[Begin Dataset excerpts]

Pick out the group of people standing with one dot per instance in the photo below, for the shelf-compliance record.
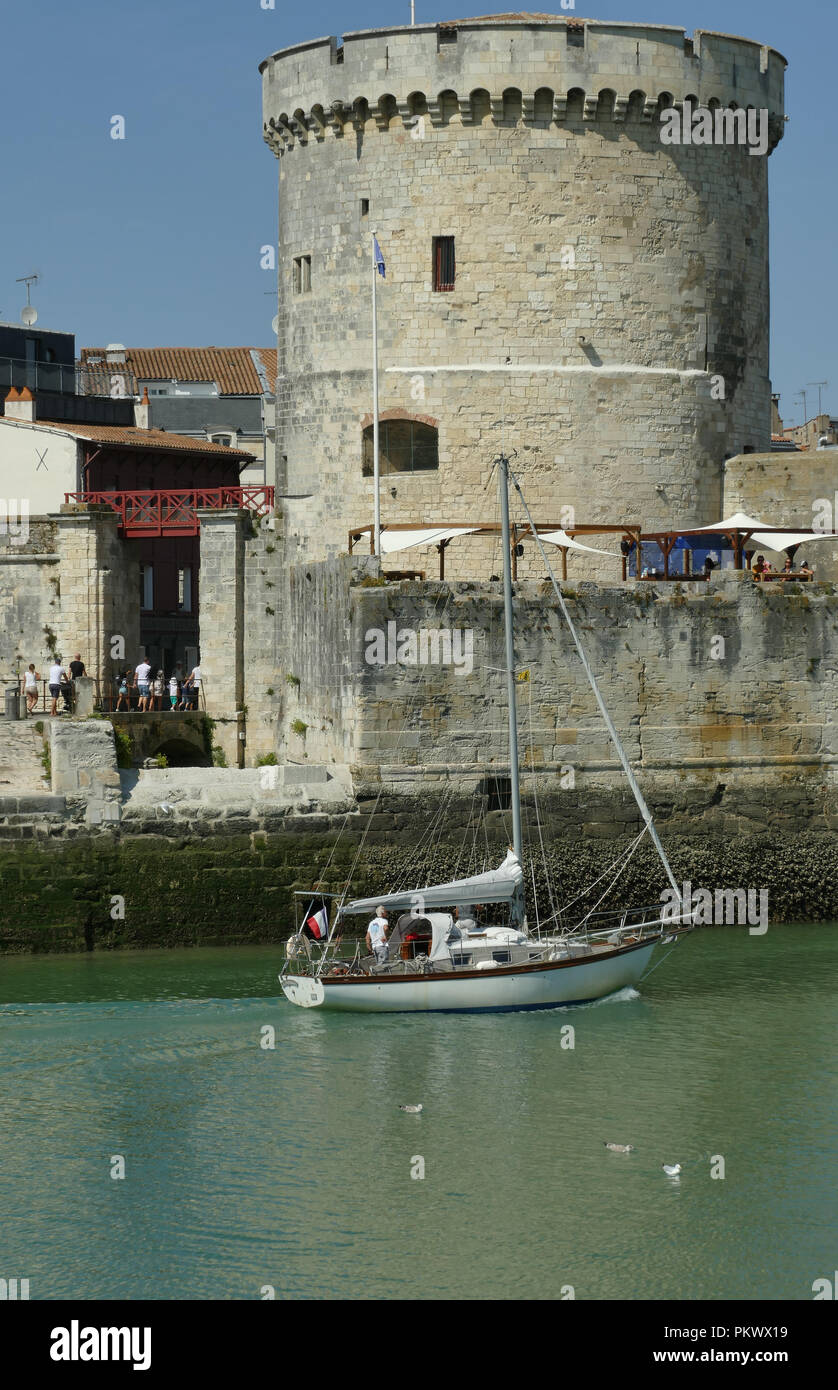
(153, 688)
(763, 573)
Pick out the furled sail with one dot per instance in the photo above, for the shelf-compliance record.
(500, 884)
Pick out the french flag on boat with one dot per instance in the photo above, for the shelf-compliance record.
(318, 922)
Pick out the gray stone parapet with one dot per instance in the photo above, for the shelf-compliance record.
(320, 88)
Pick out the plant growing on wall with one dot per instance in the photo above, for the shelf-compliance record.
(207, 730)
(124, 748)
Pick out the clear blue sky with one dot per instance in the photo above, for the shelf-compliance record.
(154, 239)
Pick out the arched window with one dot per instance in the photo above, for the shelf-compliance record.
(403, 446)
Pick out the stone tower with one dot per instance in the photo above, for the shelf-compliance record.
(559, 280)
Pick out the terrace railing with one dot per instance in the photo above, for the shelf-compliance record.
(163, 512)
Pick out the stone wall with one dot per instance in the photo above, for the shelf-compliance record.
(603, 280)
(84, 767)
(29, 581)
(795, 489)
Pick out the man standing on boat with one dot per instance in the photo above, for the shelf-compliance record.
(377, 936)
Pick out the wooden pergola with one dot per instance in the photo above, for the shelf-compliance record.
(738, 537)
(630, 533)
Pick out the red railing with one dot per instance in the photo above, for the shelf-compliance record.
(175, 513)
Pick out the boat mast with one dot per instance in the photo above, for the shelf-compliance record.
(510, 660)
(609, 724)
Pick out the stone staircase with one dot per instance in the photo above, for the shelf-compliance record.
(21, 769)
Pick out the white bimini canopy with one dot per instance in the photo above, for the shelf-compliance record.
(781, 540)
(567, 541)
(431, 535)
(496, 886)
(767, 540)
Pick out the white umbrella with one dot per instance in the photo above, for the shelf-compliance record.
(781, 540)
(564, 540)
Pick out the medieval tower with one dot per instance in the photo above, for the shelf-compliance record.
(559, 280)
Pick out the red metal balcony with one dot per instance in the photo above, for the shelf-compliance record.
(174, 513)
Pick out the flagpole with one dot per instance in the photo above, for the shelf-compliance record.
(375, 456)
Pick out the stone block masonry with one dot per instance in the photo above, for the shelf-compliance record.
(605, 282)
(724, 697)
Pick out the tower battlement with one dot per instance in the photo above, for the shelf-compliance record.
(551, 64)
(560, 271)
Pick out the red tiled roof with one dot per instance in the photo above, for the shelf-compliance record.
(128, 437)
(231, 369)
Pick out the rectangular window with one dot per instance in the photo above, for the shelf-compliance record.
(302, 274)
(146, 587)
(185, 590)
(403, 446)
(444, 263)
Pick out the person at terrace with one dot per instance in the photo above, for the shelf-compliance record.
(122, 692)
(759, 569)
(157, 691)
(54, 683)
(31, 679)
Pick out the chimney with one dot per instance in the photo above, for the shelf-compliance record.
(20, 405)
(141, 410)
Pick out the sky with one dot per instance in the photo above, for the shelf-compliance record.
(156, 239)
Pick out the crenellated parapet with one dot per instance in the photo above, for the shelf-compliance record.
(528, 70)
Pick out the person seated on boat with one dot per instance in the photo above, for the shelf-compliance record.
(464, 918)
(759, 569)
(377, 936)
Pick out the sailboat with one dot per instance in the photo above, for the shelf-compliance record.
(466, 945)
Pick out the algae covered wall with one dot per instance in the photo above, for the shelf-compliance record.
(156, 890)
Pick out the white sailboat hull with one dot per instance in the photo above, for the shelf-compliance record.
(530, 987)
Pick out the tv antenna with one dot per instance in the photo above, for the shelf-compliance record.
(28, 313)
(820, 385)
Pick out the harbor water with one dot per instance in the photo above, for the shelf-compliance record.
(288, 1171)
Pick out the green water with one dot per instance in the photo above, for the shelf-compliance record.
(292, 1166)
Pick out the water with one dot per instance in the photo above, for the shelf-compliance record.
(292, 1166)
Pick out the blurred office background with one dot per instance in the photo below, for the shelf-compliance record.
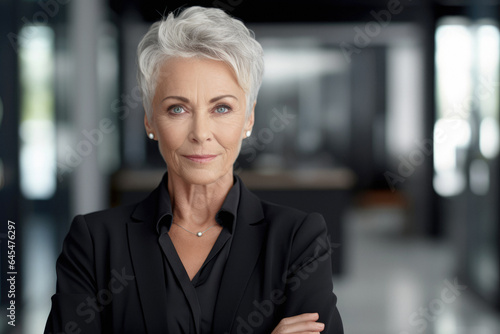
(382, 115)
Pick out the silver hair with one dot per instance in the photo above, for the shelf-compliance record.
(206, 33)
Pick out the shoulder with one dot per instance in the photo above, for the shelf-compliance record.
(104, 222)
(293, 229)
(280, 216)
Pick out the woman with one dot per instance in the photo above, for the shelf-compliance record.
(201, 254)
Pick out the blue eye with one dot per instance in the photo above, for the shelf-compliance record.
(177, 110)
(222, 109)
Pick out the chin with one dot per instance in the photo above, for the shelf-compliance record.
(201, 177)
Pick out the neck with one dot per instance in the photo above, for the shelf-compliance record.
(195, 204)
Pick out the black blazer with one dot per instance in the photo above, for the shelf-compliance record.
(110, 275)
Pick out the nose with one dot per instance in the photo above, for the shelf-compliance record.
(200, 129)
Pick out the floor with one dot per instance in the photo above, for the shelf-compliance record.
(395, 284)
(391, 285)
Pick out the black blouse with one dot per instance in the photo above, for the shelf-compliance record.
(191, 303)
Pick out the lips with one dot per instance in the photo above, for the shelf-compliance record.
(201, 158)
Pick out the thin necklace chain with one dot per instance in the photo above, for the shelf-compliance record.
(199, 234)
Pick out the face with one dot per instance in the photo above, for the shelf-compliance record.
(199, 118)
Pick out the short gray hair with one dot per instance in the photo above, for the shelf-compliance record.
(200, 32)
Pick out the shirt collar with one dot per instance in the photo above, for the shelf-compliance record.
(226, 216)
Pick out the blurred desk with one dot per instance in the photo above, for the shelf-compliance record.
(327, 191)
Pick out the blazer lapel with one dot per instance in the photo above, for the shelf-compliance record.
(245, 249)
(147, 260)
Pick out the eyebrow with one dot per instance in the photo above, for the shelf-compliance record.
(217, 98)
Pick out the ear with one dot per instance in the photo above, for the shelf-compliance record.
(250, 119)
(147, 125)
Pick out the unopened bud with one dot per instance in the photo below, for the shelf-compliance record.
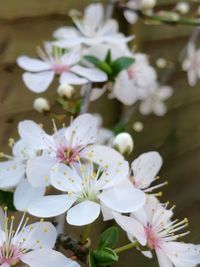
(123, 142)
(148, 4)
(138, 126)
(66, 90)
(41, 104)
(183, 7)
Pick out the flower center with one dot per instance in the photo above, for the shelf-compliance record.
(68, 155)
(152, 240)
(59, 68)
(10, 254)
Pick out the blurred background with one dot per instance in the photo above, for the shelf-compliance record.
(26, 24)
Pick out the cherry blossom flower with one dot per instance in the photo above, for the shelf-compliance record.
(144, 171)
(30, 244)
(155, 229)
(90, 30)
(154, 102)
(192, 64)
(87, 190)
(41, 72)
(13, 176)
(136, 82)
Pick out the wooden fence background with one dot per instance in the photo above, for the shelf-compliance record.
(25, 24)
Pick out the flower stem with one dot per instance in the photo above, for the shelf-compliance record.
(126, 247)
(87, 231)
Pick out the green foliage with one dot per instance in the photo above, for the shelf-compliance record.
(110, 67)
(105, 255)
(6, 199)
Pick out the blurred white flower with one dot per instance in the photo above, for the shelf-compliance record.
(66, 90)
(192, 64)
(136, 82)
(41, 104)
(90, 30)
(183, 7)
(41, 72)
(86, 189)
(123, 142)
(30, 244)
(154, 228)
(154, 102)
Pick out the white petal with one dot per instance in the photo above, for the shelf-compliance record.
(71, 78)
(32, 64)
(11, 172)
(123, 197)
(25, 194)
(132, 227)
(91, 74)
(36, 235)
(145, 168)
(83, 213)
(33, 135)
(47, 258)
(163, 260)
(38, 82)
(64, 178)
(50, 206)
(38, 170)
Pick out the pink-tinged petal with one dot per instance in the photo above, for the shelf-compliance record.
(11, 172)
(133, 227)
(25, 194)
(50, 206)
(32, 64)
(33, 135)
(123, 197)
(38, 170)
(64, 178)
(145, 168)
(83, 213)
(36, 235)
(71, 78)
(38, 82)
(91, 74)
(163, 260)
(47, 258)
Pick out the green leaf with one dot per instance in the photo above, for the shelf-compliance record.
(91, 261)
(6, 198)
(121, 63)
(92, 59)
(105, 256)
(109, 238)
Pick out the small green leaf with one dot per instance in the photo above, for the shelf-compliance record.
(92, 59)
(121, 63)
(109, 238)
(105, 256)
(91, 261)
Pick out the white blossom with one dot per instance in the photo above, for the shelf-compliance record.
(87, 190)
(153, 227)
(90, 30)
(30, 244)
(41, 72)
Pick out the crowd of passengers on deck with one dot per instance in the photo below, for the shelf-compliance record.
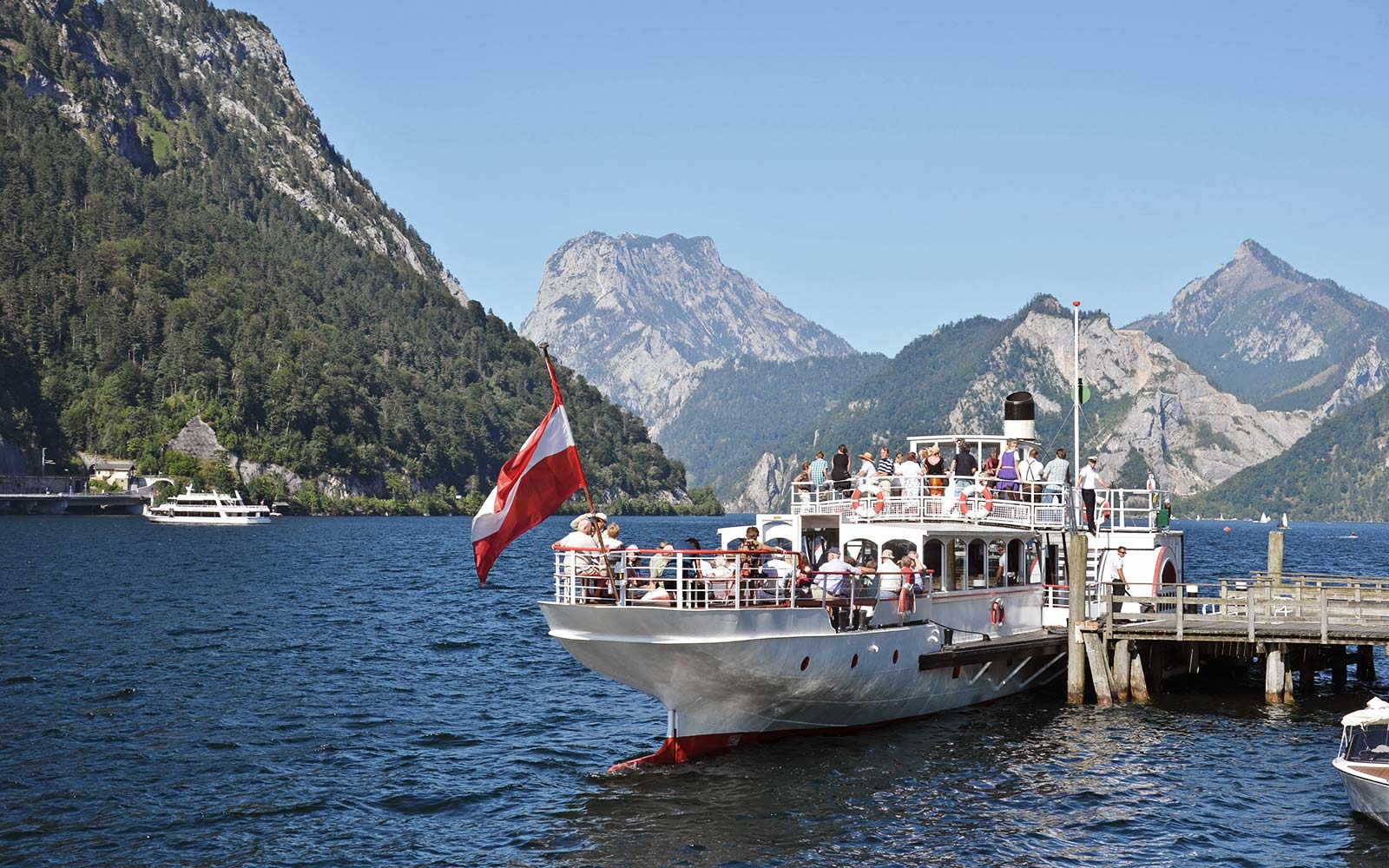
(1017, 474)
(749, 573)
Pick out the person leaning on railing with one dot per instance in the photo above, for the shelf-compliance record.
(833, 578)
(803, 483)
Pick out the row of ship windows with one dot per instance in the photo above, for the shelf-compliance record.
(853, 664)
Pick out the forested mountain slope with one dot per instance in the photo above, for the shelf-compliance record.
(156, 261)
(1150, 409)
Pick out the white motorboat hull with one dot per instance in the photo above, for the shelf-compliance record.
(733, 677)
(1368, 792)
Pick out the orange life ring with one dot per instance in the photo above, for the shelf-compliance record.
(971, 490)
(877, 502)
(997, 611)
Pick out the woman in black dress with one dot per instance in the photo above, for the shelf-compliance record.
(839, 469)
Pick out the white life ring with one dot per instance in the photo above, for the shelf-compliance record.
(868, 510)
(977, 511)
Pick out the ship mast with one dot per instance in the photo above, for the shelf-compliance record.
(1080, 388)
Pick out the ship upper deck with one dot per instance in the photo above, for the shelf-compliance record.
(981, 499)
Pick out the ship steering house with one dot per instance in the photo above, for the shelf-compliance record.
(861, 606)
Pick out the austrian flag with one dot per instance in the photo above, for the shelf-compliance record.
(531, 486)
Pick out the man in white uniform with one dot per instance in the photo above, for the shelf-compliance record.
(1088, 479)
(1115, 575)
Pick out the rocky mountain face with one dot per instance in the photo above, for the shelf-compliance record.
(1275, 337)
(181, 240)
(1337, 472)
(642, 317)
(1150, 409)
(221, 64)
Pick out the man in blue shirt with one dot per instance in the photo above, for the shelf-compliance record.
(819, 469)
(833, 578)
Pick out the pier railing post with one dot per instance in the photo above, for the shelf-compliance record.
(1249, 611)
(1076, 557)
(1275, 555)
(1274, 675)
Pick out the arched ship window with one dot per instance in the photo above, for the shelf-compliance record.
(1016, 562)
(899, 546)
(1168, 573)
(977, 567)
(934, 559)
(860, 549)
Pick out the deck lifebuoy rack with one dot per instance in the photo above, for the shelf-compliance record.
(976, 510)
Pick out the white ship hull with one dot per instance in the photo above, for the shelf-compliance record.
(1368, 792)
(201, 520)
(735, 677)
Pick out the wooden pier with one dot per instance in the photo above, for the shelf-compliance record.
(1287, 622)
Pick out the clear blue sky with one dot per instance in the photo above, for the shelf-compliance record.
(881, 170)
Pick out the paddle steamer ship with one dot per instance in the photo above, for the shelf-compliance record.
(738, 660)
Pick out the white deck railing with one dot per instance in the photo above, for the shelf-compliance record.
(909, 499)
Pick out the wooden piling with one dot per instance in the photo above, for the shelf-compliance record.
(1122, 670)
(1274, 677)
(1138, 680)
(1099, 670)
(1076, 557)
(1275, 555)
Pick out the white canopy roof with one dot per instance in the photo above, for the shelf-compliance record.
(1377, 712)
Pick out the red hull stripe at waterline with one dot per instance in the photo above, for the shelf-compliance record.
(531, 486)
(682, 749)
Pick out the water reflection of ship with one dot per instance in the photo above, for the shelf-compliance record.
(793, 799)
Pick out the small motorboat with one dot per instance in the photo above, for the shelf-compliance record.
(1363, 760)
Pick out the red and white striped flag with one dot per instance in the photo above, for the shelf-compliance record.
(531, 486)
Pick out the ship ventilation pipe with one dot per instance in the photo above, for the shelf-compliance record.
(1020, 417)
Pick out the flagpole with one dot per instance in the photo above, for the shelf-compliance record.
(608, 567)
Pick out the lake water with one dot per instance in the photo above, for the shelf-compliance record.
(339, 692)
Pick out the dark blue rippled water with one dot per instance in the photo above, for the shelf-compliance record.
(339, 692)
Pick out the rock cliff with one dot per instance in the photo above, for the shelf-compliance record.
(1273, 335)
(224, 62)
(642, 317)
(1148, 402)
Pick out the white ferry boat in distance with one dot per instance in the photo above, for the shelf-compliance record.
(983, 615)
(201, 509)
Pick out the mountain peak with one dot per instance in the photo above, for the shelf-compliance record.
(1270, 333)
(1254, 252)
(642, 316)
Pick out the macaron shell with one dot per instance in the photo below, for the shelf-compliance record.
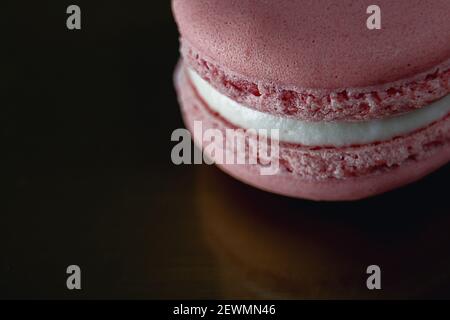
(318, 43)
(286, 183)
(321, 250)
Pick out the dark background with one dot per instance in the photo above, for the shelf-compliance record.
(86, 120)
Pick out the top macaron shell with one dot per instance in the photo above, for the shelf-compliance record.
(320, 44)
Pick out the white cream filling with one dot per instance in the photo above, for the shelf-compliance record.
(311, 133)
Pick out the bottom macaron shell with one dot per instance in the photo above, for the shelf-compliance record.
(355, 187)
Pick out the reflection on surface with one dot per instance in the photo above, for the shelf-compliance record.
(269, 246)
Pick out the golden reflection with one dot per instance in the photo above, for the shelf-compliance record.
(269, 246)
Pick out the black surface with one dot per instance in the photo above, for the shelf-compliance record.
(86, 120)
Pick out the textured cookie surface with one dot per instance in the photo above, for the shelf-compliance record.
(318, 43)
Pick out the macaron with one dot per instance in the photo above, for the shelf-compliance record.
(357, 112)
(310, 252)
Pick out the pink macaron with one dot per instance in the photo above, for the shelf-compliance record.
(357, 112)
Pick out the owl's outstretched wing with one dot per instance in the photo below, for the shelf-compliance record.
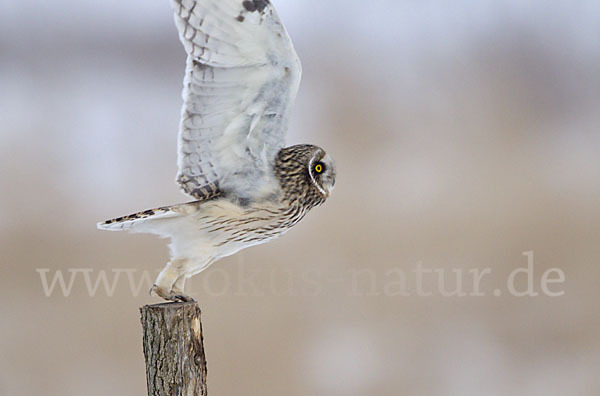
(241, 81)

[End Dataset excerpts]

Your goal
Give the stretch of the listing from the line containing "Pick out the orange" through the line containing "(1080, 388)" as a two-column CSV with columns wording and points. Use one row per "Pick out" line, with that line's text and all the coordinates under it, each in one quoted field and with line breaks turned into spaces.

Result for this task
wording,points
"Pick out the orange life ring with one dot per instance in the photo above, for the shelf-compliance record.","(971, 490) (877, 502) (997, 611)"
"Pick out the woman in black dress with one dot per instance in the photo above, for the shelf-compliance record.","(839, 469)"
"Pick out the white life ring with one dot per instance in the photo above, for the shelf-compliance record.","(868, 510) (977, 511)"
"Pick out the ship mast with one dot per instance in the photo above, for the shelf-compliance record.","(1080, 388)"